As shown in FIGS. 1 and 2, the helmet may also include a front-view
imager (4) fixedly mounted to the front of the protective shell.
Each of rearward imagers (3) and front-view imager (4) may be
CMOS-, CCD-based, or hybrid semiconductor imaging technology. Each
imager may capture video anywhere from 1 megapixel (MP) to 60 MP
(and greater) converted to any desirable video format (e.g. NTSC,
PAL, Raw RGB, RGB) at a variety of desirable frame rates,
resolutions, aspect ratios, etc. with the understanding that the
higher the frame rate, resolution, etc. the more processor power,
video buffers, and memory that would be required to support the
imagers, which would lead to a higher overall system cost. The
real-time video generated by the imagers (3, 4) may be
post-processed by the processing system (17). The video feed
produced by the front view and/or rear-view imagers may be recorded
and/or live streamed via wireless transmission. Preferably, each of
the imagers (3, 4) will utilize technology to provide the ability
to operate during the day and at night to provide the user with
complete functionality at all hours. In one embodiment, the imagers
in combination with the at least one display and on-board software
may also be used to capture and save photos or videos from one or
more of the real-time video streams for later review.
[0032] The at least one display (2) of the helmet may include a
left display element (2a) and a right display element (2b). In this
approach, the left display element may display the real-time video
generated from the leftmost rear-view imager (3a) of the two
imagers (3) fixedly amounted on the rear of the protective shell
(1). The right display element (2b) may display video from one of
the video source selected from the group comprising real-time video
from the right-most rearward imager (3b), navigation information
(see FIG. 4C), positioning information, audio entertainment
information (see FIG. 4B), and telephone call information. The
helmet may further include a switch that cycles through the video
source options that may be provided to the right display element
(2b). The left and right display elements may comprise different or
the same technology. In one approach, shown in FIGS. 4A-4E, a
projector may be used to project the left and right display
elements onto internal visor (26, FIG. 6). Of course, it is also
possible to use two projectors, one for each image. The projector
or projectors (depending upon the design) may be sourced from
ImagineOptix of Cary, N.C. and/or Lumens Digital Optics based in
Hsinchu, Taiwan. In both instances, the images will preferably be
generated onto the internal visor (26), which may be coated with a
particular material to facilitate display of the video. It is also
contemplated that the projector(s) could be used in association
with discrete substrates that may be mounted onto HUD movement arms
(20, see, e.g., FIGS. 1, 4 and 6). Each projector would be operably
associated with the processing system (17) and powered by the
batteries (18).

[Portion of a data file]
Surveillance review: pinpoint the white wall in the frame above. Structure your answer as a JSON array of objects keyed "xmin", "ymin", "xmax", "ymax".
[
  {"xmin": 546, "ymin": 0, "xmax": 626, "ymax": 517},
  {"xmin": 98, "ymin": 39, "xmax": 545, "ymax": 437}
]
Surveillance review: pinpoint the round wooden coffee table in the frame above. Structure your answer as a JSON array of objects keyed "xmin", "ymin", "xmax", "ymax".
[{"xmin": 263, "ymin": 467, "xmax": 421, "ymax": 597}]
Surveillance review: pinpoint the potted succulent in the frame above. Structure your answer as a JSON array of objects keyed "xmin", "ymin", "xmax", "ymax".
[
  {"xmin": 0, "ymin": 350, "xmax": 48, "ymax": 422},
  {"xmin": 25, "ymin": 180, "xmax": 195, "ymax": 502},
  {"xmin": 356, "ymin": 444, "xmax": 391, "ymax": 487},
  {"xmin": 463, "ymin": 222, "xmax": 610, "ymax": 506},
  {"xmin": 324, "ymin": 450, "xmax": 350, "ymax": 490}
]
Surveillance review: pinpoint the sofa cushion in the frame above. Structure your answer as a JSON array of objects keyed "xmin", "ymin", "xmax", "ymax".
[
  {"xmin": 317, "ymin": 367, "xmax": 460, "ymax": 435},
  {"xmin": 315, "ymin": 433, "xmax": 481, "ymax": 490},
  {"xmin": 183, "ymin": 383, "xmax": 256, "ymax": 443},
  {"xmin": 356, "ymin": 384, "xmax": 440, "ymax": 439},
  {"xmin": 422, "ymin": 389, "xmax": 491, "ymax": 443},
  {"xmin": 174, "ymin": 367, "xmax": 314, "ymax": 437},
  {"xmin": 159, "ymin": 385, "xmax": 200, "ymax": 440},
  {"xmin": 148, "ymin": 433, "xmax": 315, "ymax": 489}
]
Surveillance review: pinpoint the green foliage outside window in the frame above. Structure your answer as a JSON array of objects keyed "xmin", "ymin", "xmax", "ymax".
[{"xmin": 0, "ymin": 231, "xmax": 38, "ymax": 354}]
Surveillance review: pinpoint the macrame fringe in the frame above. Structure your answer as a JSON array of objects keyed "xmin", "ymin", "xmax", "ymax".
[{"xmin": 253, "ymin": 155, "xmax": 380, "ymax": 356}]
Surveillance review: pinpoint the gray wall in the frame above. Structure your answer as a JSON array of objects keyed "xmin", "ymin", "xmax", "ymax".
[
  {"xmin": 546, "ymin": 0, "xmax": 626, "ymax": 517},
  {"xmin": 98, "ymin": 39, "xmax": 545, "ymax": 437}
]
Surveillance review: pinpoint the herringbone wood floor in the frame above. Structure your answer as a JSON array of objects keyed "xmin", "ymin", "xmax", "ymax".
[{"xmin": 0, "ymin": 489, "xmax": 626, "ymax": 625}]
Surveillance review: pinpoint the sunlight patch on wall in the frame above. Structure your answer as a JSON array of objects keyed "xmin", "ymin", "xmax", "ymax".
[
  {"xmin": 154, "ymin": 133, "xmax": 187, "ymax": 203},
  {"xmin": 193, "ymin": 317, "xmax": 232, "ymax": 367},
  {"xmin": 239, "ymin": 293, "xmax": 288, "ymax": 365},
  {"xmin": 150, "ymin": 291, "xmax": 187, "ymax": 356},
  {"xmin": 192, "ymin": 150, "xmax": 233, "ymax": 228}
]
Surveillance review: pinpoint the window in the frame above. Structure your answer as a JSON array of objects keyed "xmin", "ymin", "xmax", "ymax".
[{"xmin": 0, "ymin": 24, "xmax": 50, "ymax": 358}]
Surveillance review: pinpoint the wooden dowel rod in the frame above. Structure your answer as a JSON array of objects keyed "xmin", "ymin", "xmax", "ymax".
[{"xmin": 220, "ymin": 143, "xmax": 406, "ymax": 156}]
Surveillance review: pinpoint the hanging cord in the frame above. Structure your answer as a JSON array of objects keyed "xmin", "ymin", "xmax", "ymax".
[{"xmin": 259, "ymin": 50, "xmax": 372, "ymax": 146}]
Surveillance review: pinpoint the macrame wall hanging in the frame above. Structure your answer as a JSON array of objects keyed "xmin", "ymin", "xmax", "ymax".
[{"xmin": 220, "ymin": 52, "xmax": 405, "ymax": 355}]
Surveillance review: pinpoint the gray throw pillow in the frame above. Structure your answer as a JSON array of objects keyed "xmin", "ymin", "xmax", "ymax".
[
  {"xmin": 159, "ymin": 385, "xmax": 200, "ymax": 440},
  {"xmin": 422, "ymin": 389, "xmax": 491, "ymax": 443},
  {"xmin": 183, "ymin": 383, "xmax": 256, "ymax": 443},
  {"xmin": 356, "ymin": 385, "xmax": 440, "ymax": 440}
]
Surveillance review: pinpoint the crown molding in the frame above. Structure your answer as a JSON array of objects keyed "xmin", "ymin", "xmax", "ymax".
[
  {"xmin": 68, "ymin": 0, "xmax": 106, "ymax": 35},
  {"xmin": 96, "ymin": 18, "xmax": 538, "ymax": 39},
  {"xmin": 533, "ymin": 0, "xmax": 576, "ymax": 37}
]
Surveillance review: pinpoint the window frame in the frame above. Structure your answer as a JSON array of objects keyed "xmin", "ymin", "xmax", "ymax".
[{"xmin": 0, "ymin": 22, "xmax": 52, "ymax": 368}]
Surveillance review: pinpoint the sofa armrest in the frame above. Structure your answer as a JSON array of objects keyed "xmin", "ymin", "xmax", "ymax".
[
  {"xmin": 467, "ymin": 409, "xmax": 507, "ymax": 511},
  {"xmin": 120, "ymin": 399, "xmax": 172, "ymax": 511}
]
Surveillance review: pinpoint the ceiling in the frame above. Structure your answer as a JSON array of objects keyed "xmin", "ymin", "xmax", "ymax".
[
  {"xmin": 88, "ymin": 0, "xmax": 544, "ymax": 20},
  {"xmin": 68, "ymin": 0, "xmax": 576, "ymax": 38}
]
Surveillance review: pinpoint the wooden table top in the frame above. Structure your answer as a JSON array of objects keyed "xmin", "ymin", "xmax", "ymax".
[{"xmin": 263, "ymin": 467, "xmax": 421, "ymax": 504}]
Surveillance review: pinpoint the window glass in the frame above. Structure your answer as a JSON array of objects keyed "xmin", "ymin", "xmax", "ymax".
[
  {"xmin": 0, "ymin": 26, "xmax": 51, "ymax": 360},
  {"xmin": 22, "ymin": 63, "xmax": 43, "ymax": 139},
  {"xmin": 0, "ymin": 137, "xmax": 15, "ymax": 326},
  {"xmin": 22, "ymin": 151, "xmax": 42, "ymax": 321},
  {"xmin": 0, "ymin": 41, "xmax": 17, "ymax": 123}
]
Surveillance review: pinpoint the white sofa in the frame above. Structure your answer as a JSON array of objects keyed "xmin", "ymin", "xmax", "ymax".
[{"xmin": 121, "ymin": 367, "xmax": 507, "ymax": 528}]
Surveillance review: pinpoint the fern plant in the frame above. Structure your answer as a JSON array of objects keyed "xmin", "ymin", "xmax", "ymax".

## Written tasks
A: According to the helmet passage, what video does the left display element show?
B: Extend the helmet passage, starting after its final sentence.

## Responses to the tasks
A: It shows the real-time video generated from the leftmost rear-view imager (3a) of the two imagers mounted on the rear of the protective shell.

B:
[0033] Alternatively, each of the at least one displays (2) may be
formed by a discrete display substrate, such as an OLED display. In
one design using discrete display substrates, the at least one
display could include two tiltable, transparent heads-up displays
(2), but as would be understood by those of ordinary skill in the
art having the present specification before them, the helmet may
include only one heads-up display (2). Those skilled in the art
would also understand in view of the present disclosure that while
these heads-up displays may preferably be transparent substrates,
it would also be possible to use translucent or even opaque
substrates to form the displays used in association with the
present invention so long as the substrates can be deployed in such
a way as to not significantly obscure the driver's field of view
while they are wearing the protective helmet. In this design
approach, the helmet may further include a system or mechanism for
moving the substrate within the protective shell. For instance, the
heads-up displays (2) would be moved by a respective HUD Movement
Arm (20). The discrete displays substrates (2) may be driven by
display driver circuits operably associated with the processing
system (17) and powered by the batteries (18).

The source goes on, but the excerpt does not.